_Goal A_: Reproduce a passage of the forum post about minimizing a sum under a linear constraint, starting at the words "Basically given $x" and ending after "direction to google.".
_Goal B_: List every line of the rows that contains the word "outline", treating uppercase and lowercase as different.

== Text excerpt ==

1
$\begingroup$

I have a math problem and I would like to solve it, but I'm not sure what area to look under.

Basically given $x \in \mathbb{R}^k$ (for my purposes, $x \in \mathbb{Q}^k$ since I am using a computer) and $L \geq 0 $, we want to find $n \in \mathbb{N}^k$ such that $n^Tx \geq L$ and $n$ is "minimal". Here minimal means that if $m^Tx \geq L$, then $|n| \leq |m|$ where $|n| = \sum_{i=1}^kn_i$. (this is not "minimal" in the traditional sense since there is no partial order due to a lack of anti-symmetry, but I couldn't think of another word to use)

So would this fall under integer programming where we want to minimize $\sum_{i=1}^kn_i$ under the constraint $\sum_{i=1}^k x_i n_i \geq L$, or would this not count as integer programming since $x \in \mathbb{R}^k$?

Anyways, does this sound familiar to anyone? I just need a direction to google.

===
== Task input ==

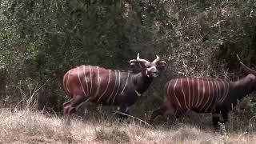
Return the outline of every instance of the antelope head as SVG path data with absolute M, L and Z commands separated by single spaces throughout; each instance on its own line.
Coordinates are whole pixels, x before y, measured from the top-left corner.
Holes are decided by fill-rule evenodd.
M 158 55 L 156 58 L 150 62 L 146 59 L 140 58 L 139 53 L 138 53 L 137 58 L 130 60 L 130 64 L 139 66 L 143 75 L 148 78 L 154 78 L 158 77 L 159 72 L 164 70 L 166 62 L 160 61 L 160 58 Z

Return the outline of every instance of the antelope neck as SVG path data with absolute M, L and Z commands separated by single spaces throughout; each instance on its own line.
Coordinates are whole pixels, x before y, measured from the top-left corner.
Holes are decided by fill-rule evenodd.
M 252 92 L 252 87 L 250 78 L 247 77 L 243 78 L 234 83 L 233 93 L 237 96 L 238 99 L 241 99 Z
M 134 74 L 132 82 L 134 84 L 135 90 L 138 94 L 142 94 L 150 86 L 153 81 L 153 78 L 144 76 L 142 73 Z

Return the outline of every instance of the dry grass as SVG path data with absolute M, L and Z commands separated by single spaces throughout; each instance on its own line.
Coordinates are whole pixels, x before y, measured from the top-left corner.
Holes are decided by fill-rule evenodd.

===

_Complete output A_:
Basically given $x \in \mathbb{R}^k$ (for my purposes, $x \in \mathbb{Q}^k$ since I am using a computer) and $L \geq 0 $, we want to find $n \in \mathbb{N}^k$ such that $n^Tx \geq L$ and $n$ is "minimal". Here minimal means that if $m^Tx \geq L$, then $|n| \leq |m|$ where $|n| = \sum_{i=1}^kn_i$. (this is not "minimal" in the traditional sense since there is no partial order due to a lack of anti-symmetry, but I couldn't think of another word to use)

So would this fall under integer programming where we want to minimize $\sum_{i=1}^kn_i$ under the constraint $\sum_{i=1}^k x_i n_i \geq L$, or would this not count as integer programming since $x \in \mathbb{R}^k$?

Anyways, does this sound familiar to anyone? I just need a direction to google.

_Complete output B_:
Return the outline of every instance of the antelope head as SVG path data with absolute M, L and Z commands separated by single spaces throughout; each instance on its own line.
Return the outline of every instance of the antelope neck as SVG path data with absolute M, L and Z commands separated by single spaces throughout; each instance on its own line.
Return the outline of every instance of the dry grass as SVG path data with absolute M, L and Z commands separated by single spaces throughout; each instance on its own line.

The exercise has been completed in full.